- _Work instructions_: Please lay out everything from the start of the items down to and including the line containing "box: [213, 169, 241, 179]" as a Markdown table with the columns No. and Text, one numbered row per line. Skip blank lines, and leave the pictures out.

BEGIN Given records

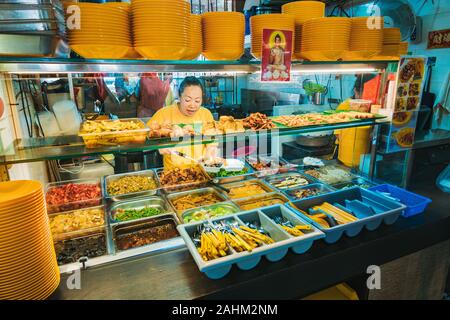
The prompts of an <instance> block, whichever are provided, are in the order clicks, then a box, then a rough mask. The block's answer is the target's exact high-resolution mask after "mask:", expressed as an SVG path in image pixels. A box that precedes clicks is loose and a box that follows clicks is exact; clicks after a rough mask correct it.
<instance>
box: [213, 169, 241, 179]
mask: <svg viewBox="0 0 450 320" xmlns="http://www.w3.org/2000/svg"><path fill="white" fill-rule="evenodd" d="M247 172H248V168H244V169H242V170H241V171H226V170H225V169H220V170H219V172H217V173H210V174H209V175H210V176H211V177H212V178H225V177H234V176H241V175H243V174H247Z"/></svg>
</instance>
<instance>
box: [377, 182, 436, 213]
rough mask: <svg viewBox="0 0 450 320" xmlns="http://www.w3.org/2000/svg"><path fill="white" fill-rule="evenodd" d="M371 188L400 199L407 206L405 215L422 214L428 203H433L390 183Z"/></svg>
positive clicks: (424, 197)
mask: <svg viewBox="0 0 450 320" xmlns="http://www.w3.org/2000/svg"><path fill="white" fill-rule="evenodd" d="M369 190H371V191H375V192H377V191H378V192H381V193H383V194H384V195H385V196H390V197H392V198H395V199H398V200H400V202H401V203H403V204H404V205H405V206H406V207H407V208H406V210H405V212H404V213H403V214H402V216H403V217H412V216H414V215H416V214H420V213H422V212H424V211H425V209H426V207H427V206H428V204H430V203H431V199H428V198H426V197H424V196H421V195H418V194H416V193H413V192H410V191H407V190H405V189H402V188H399V187H396V186H393V185H390V184H382V185H379V186H375V187H371V188H369Z"/></svg>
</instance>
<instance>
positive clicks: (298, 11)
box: [282, 1, 325, 59]
mask: <svg viewBox="0 0 450 320" xmlns="http://www.w3.org/2000/svg"><path fill="white" fill-rule="evenodd" d="M282 12H283V13H287V14H292V15H293V16H294V17H295V43H294V54H293V56H294V57H295V58H297V59H299V58H300V52H301V38H302V26H303V24H304V23H305V22H306V21H308V20H310V19H315V18H323V17H324V16H325V3H323V2H320V1H295V2H290V3H287V4H285V5H283V6H282Z"/></svg>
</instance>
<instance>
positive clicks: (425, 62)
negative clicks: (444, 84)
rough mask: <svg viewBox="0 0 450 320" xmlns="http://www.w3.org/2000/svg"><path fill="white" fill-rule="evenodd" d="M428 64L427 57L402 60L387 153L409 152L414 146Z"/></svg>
mask: <svg viewBox="0 0 450 320" xmlns="http://www.w3.org/2000/svg"><path fill="white" fill-rule="evenodd" d="M427 62H428V59H427V58H426V57H402V58H401V59H400V64H399V72H398V77H397V92H396V97H395V105H394V113H393V114H392V124H391V127H390V132H389V136H388V144H387V150H386V151H387V152H396V151H401V150H407V149H409V148H411V147H412V146H413V144H414V135H415V131H416V124H417V116H418V112H419V108H420V102H421V97H422V92H423V88H424V82H425V81H424V79H425V77H426V72H427V69H426V65H427Z"/></svg>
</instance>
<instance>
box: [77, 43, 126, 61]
mask: <svg viewBox="0 0 450 320" xmlns="http://www.w3.org/2000/svg"><path fill="white" fill-rule="evenodd" d="M70 48H71V49H72V50H74V51H75V52H76V53H78V54H79V55H80V56H82V57H84V58H87V59H121V58H123V57H125V55H126V54H127V52H128V48H129V47H128V46H115V45H99V46H96V45H71V46H70Z"/></svg>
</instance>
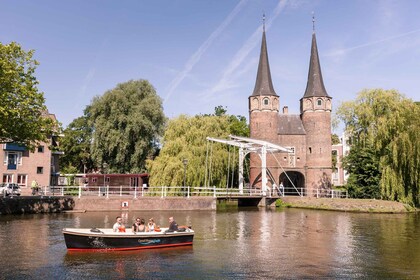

END Given records

- _Exercise answer_:
| No. | Text |
|---|---|
| 1 | The prompts of an <instance> block, whichever are provided, are in the order clicks, then a box, then a rough mask. The block's answer is the target's exact high-resolution mask after "mask:", expressed as an SVG path in image pixels. A box that precedes clicks is loose and a box that follows clicks is exact; clicks after a rough mask correct it. |
| 2 | <instance> |
| 3 | box: [213, 169, 241, 179] |